[Region pointing data]
-.-.-
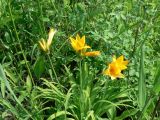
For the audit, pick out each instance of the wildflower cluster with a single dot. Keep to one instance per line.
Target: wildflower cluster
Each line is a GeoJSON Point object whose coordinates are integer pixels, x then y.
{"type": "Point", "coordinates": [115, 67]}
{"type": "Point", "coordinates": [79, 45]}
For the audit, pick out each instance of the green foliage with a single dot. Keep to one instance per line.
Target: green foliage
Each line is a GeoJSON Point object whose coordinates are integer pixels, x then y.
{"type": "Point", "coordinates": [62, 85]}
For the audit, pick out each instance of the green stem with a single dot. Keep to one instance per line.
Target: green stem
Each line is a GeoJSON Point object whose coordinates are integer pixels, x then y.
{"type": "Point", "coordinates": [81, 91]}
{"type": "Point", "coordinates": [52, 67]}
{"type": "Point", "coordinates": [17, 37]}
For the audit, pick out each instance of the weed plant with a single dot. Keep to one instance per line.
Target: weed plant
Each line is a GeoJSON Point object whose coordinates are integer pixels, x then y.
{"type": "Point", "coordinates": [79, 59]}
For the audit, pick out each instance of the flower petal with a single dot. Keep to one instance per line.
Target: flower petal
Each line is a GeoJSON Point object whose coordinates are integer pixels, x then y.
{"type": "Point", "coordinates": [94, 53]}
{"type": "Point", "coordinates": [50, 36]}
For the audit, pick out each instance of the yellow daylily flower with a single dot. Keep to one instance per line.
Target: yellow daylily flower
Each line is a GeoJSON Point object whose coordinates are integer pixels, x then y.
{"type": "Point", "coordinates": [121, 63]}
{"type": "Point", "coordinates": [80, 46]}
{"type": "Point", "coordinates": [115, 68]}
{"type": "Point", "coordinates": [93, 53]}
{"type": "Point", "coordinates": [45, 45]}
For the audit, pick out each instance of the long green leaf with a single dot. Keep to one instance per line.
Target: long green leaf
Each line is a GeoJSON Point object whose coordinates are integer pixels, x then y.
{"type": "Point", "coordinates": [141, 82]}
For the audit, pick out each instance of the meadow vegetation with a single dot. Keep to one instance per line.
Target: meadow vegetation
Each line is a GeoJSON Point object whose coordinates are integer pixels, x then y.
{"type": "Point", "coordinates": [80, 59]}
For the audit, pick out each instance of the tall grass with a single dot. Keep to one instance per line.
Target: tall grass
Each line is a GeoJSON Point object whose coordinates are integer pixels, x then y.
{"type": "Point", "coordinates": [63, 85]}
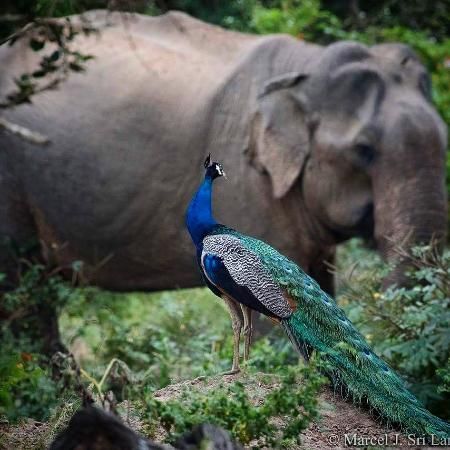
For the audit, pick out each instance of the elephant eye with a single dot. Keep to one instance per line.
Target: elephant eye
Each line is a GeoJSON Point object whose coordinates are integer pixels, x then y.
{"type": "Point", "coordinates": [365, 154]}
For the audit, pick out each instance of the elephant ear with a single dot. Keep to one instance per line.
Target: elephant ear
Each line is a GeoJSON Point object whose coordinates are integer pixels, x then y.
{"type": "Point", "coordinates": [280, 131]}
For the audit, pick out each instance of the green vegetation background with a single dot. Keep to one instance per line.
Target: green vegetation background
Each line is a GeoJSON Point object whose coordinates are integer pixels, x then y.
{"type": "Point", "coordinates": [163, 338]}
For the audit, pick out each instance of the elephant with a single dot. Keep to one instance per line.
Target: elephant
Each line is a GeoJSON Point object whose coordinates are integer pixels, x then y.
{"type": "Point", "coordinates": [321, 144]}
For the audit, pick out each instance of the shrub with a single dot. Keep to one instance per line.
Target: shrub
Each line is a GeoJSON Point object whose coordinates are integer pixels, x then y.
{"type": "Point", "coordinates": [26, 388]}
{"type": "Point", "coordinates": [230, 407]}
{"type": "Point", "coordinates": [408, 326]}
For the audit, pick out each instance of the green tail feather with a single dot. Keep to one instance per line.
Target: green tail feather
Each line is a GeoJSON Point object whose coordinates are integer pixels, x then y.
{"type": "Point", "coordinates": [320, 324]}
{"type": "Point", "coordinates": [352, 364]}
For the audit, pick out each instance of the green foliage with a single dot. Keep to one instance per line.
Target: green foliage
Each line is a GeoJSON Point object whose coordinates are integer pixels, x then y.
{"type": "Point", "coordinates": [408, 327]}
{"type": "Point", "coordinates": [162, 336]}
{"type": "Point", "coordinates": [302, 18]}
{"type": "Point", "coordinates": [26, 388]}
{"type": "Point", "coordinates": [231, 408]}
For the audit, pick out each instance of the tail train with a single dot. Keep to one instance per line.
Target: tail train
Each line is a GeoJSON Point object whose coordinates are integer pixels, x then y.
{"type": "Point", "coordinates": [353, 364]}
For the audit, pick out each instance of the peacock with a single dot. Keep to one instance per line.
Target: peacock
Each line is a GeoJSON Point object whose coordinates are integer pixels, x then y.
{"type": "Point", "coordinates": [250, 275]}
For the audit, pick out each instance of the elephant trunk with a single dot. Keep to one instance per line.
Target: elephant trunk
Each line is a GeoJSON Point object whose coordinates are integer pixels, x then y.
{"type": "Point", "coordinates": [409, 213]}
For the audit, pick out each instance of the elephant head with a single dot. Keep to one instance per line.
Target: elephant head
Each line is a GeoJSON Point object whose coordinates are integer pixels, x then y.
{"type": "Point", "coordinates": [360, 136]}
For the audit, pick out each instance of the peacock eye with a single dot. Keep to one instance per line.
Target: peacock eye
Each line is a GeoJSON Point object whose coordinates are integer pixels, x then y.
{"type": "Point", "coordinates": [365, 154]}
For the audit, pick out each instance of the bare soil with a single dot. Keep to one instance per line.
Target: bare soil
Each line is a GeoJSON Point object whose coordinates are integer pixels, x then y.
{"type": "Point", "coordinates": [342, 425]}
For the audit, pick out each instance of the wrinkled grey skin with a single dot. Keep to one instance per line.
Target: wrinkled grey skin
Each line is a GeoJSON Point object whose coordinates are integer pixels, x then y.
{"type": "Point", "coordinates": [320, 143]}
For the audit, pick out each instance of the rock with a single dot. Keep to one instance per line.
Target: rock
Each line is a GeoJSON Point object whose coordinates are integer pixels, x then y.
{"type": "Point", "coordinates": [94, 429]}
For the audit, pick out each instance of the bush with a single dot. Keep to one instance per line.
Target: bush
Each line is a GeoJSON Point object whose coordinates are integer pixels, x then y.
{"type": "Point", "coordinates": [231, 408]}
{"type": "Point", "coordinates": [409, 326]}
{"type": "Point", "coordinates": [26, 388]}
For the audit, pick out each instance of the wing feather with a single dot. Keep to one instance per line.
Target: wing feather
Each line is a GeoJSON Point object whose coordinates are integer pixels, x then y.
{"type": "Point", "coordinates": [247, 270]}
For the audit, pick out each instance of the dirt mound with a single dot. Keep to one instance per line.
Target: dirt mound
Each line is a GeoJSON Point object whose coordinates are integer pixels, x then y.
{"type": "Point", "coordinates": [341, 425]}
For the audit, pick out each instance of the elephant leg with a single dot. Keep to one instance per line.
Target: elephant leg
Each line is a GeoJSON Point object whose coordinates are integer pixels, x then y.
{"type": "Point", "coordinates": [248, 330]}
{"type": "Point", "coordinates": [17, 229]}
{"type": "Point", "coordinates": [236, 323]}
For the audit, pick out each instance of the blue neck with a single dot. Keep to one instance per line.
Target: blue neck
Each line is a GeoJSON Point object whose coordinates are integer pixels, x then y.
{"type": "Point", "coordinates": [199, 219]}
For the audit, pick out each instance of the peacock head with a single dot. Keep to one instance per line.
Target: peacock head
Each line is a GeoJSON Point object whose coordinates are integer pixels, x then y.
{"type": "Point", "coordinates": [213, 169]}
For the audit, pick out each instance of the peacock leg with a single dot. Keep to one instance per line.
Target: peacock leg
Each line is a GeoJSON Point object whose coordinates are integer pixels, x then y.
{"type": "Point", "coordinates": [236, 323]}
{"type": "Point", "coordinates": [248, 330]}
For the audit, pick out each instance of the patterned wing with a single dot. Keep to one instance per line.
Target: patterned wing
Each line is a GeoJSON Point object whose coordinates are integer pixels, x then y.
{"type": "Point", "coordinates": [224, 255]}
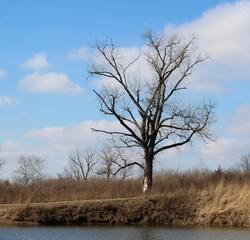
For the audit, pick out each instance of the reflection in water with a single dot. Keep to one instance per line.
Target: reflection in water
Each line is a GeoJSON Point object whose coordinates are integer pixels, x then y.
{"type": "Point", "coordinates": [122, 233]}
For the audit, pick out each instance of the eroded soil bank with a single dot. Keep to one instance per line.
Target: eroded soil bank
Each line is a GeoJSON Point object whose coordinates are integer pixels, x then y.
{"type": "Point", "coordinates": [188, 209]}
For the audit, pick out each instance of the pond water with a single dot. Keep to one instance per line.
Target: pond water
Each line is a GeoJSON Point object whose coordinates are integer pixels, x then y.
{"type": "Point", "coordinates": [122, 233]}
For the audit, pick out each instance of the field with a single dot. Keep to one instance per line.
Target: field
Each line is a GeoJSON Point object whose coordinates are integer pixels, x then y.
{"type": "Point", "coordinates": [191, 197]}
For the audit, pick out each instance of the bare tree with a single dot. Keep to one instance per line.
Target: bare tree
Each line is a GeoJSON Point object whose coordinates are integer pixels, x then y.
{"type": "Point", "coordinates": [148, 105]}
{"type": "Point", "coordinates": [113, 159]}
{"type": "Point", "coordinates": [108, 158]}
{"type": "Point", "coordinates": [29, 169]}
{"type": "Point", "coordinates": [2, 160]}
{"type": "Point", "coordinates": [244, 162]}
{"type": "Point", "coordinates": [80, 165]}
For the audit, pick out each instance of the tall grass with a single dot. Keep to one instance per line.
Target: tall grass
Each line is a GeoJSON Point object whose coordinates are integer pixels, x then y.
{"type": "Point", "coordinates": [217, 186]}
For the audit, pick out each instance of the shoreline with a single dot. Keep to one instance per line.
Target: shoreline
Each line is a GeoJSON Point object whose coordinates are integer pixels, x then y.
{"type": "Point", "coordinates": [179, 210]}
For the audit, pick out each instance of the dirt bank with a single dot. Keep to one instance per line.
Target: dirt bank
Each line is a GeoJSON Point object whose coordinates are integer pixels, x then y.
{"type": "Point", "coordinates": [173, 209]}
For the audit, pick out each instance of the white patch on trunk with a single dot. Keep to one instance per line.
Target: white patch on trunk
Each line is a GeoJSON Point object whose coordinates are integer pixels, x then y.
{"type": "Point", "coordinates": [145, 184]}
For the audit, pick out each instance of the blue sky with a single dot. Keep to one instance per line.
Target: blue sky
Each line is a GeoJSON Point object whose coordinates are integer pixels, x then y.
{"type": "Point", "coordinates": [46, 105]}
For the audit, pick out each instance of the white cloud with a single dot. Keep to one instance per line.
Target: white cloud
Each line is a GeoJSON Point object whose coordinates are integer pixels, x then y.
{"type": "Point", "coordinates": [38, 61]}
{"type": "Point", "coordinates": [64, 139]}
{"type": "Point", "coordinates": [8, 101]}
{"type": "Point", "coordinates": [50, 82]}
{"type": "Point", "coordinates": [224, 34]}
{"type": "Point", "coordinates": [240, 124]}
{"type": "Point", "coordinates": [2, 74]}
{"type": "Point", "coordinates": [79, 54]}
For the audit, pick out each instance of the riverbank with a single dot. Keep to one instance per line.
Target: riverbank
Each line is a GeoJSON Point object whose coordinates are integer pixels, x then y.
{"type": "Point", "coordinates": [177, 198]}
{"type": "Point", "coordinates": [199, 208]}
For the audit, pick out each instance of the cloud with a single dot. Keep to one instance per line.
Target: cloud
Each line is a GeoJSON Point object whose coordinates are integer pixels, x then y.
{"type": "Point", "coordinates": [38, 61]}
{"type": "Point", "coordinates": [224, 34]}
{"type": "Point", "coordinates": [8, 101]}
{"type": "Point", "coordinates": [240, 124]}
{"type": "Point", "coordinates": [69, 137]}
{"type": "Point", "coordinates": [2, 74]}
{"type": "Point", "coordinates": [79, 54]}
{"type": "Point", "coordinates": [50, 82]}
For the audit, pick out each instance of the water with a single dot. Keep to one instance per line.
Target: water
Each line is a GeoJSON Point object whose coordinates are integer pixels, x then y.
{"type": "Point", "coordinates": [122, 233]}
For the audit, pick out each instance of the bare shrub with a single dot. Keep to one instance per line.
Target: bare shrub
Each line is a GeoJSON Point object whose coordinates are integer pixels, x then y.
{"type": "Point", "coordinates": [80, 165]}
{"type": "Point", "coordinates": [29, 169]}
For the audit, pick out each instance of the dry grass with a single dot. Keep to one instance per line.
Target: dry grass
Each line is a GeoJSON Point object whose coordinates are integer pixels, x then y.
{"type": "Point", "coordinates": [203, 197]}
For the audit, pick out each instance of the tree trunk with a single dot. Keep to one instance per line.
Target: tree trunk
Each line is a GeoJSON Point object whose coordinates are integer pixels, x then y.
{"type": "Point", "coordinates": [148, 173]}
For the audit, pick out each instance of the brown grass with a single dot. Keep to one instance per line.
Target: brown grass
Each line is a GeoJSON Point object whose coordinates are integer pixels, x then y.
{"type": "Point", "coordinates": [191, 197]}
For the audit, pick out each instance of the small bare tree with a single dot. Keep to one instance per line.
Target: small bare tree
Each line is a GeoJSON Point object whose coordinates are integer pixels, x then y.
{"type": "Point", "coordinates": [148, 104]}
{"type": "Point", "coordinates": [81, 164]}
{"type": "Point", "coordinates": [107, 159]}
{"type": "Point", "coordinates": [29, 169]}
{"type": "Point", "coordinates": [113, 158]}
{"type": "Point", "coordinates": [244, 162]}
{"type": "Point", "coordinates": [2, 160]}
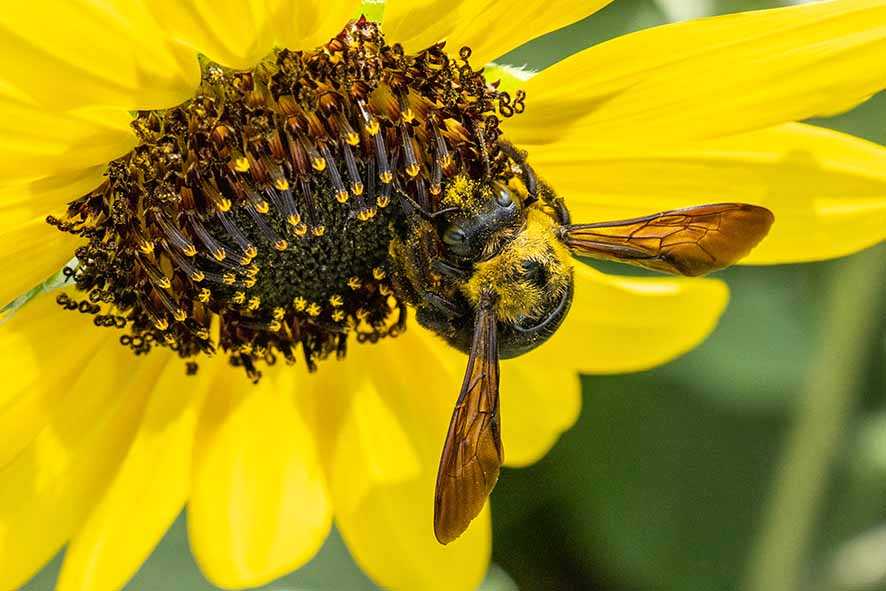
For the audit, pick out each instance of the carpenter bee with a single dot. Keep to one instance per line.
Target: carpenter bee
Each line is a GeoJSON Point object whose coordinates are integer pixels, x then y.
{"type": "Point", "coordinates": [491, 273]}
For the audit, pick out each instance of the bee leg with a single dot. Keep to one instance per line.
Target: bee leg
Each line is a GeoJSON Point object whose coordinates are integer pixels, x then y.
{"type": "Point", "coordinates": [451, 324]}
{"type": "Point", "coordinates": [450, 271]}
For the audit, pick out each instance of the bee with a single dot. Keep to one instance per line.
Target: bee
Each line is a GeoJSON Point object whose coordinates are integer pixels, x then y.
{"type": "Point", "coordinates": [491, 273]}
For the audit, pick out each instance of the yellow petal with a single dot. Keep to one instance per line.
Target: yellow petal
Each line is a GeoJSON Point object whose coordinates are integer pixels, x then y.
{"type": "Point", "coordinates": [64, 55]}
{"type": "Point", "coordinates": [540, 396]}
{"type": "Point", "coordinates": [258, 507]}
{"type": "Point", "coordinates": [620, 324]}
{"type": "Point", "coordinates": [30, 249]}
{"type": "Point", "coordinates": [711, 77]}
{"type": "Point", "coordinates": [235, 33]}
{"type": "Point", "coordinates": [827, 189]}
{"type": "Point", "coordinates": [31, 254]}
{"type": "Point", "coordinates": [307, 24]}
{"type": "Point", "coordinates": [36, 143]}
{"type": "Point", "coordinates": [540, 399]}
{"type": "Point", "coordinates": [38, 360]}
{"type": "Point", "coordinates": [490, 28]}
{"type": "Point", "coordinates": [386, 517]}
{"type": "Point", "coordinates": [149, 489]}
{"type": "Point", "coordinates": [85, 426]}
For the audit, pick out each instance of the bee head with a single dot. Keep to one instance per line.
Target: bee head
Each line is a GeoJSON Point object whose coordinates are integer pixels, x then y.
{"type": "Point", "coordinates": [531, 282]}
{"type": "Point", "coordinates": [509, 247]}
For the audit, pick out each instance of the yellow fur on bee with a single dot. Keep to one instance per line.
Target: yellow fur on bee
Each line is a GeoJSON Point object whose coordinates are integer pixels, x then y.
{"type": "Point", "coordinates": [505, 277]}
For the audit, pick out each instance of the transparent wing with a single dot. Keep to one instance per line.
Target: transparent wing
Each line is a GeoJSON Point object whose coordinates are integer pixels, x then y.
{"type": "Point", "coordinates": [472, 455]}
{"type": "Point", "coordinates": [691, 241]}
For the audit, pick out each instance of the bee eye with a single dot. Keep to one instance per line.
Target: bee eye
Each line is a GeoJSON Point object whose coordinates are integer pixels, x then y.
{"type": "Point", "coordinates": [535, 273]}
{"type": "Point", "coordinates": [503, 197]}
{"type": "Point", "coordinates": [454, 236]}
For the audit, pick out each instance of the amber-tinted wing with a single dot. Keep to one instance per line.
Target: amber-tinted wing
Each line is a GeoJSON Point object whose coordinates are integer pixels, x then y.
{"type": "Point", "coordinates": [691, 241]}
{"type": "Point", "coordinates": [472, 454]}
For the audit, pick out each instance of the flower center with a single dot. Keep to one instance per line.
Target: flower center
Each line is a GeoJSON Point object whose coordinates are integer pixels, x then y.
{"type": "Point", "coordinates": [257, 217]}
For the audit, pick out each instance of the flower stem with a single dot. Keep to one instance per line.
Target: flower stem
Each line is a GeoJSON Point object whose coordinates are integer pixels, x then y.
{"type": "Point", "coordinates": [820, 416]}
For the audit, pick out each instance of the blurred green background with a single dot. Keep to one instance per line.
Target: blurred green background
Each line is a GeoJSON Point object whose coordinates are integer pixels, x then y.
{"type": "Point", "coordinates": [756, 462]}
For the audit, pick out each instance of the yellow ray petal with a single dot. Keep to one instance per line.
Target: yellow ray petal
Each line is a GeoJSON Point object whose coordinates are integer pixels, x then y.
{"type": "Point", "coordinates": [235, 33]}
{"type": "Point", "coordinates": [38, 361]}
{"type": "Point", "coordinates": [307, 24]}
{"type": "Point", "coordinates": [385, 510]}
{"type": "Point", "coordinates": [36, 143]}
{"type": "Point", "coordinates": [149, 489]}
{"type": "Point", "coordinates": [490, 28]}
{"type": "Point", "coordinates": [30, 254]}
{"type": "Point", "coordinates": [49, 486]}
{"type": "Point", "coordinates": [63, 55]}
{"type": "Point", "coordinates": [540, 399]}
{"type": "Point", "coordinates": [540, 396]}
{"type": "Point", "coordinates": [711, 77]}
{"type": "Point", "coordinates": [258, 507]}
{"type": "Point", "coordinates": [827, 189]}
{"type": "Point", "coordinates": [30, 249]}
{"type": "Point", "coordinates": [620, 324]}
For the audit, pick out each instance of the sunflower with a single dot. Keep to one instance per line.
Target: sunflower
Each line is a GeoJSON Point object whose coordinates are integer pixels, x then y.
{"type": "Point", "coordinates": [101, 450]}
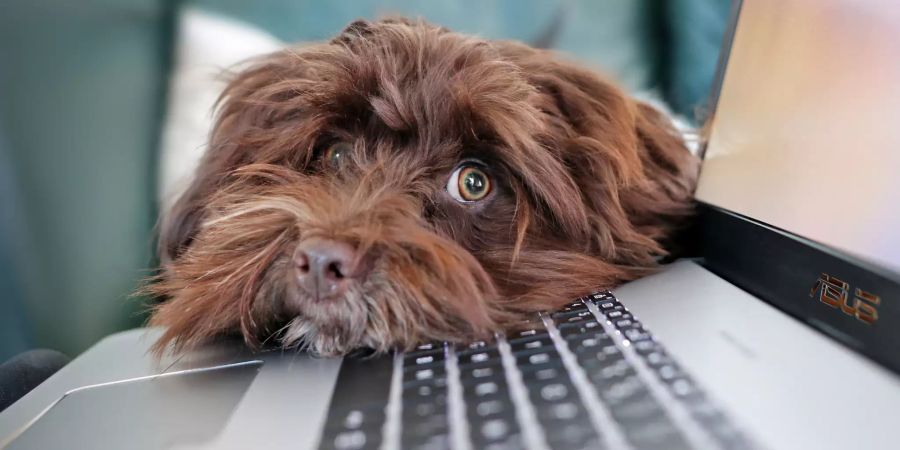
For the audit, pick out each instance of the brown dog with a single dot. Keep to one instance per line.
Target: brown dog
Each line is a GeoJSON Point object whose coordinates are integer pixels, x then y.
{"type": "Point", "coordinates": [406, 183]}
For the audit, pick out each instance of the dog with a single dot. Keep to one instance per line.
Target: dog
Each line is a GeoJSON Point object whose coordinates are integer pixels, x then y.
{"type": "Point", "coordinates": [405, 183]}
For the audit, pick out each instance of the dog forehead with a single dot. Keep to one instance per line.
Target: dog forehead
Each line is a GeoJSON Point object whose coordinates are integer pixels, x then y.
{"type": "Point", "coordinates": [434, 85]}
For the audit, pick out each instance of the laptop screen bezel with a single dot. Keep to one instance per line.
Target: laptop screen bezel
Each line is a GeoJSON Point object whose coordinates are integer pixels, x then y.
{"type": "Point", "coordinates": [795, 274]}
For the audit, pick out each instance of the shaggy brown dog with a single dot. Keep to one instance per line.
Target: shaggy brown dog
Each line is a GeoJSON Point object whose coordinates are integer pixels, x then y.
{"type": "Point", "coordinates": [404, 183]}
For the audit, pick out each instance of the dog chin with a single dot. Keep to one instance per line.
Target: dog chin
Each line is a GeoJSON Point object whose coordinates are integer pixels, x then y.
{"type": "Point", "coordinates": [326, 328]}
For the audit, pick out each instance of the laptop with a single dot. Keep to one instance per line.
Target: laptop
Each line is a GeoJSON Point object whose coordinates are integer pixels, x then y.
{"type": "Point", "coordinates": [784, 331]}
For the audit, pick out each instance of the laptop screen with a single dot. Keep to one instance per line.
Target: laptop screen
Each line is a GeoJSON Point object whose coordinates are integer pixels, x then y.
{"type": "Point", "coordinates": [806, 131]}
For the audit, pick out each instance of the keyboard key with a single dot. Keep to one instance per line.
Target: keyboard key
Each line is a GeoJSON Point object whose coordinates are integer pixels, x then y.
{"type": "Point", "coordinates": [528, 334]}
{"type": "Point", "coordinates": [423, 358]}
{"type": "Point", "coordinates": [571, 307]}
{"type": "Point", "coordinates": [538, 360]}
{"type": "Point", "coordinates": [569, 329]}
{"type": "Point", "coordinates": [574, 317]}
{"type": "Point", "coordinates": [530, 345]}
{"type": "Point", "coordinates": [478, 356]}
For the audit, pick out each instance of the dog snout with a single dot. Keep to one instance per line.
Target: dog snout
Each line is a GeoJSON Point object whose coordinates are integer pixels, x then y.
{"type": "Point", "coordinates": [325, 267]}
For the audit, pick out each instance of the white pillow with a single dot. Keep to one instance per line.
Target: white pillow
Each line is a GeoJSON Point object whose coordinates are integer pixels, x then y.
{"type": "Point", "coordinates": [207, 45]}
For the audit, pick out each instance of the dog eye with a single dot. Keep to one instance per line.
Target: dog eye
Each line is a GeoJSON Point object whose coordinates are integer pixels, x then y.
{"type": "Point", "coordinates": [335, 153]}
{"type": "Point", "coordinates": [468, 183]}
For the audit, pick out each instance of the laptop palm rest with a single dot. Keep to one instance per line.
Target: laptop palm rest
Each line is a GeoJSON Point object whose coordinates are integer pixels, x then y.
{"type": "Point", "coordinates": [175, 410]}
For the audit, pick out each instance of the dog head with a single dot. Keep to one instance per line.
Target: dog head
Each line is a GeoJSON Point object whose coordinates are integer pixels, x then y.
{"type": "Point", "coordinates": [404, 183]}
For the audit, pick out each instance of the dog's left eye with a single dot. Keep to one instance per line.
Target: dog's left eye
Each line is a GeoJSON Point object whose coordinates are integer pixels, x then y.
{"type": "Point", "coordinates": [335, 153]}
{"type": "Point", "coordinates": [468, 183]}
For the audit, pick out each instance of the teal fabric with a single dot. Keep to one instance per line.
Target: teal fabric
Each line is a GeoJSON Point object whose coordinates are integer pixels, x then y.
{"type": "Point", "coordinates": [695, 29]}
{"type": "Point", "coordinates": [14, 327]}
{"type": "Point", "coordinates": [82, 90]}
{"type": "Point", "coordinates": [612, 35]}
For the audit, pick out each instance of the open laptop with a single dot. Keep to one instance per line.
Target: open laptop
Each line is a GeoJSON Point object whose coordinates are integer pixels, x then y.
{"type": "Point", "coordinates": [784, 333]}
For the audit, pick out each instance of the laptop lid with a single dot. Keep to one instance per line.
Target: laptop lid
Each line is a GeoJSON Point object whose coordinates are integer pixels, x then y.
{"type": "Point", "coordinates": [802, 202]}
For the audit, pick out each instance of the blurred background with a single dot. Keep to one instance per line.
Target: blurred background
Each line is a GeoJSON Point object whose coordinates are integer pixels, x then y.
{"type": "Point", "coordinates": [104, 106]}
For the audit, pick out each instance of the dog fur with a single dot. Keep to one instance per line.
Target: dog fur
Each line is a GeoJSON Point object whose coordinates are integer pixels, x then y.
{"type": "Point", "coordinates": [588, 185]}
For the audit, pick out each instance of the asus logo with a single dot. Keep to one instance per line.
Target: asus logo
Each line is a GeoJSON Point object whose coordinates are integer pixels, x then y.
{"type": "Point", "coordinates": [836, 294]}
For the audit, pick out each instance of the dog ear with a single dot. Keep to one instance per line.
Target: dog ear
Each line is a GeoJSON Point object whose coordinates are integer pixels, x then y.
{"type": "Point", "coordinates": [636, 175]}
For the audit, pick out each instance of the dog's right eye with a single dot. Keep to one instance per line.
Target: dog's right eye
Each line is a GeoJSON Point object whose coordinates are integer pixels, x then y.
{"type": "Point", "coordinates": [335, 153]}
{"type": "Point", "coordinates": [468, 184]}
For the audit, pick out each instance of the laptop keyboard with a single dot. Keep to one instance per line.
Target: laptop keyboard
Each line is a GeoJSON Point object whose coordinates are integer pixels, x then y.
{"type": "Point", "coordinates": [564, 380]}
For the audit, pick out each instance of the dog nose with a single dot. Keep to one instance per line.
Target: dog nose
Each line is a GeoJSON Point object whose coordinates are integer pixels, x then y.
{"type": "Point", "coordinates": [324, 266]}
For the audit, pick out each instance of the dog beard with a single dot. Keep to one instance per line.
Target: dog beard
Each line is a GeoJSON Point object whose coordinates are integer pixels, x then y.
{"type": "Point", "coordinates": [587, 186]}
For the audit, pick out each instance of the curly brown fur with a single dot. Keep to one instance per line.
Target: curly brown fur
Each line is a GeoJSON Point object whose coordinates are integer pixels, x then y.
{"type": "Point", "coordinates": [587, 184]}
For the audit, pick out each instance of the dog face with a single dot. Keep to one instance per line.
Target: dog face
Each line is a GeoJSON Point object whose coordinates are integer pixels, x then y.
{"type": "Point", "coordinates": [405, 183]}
-.-.-
- [TASK OBJECTIVE]:
What are the lines above that hold the string "left"? Copy them.

- [SOLUTION FOR THIS EXERCISE]:
For the audit, pick out each instance of the dog's left eye with a single dot. Keep to one instance per line.
Target: dog's left eye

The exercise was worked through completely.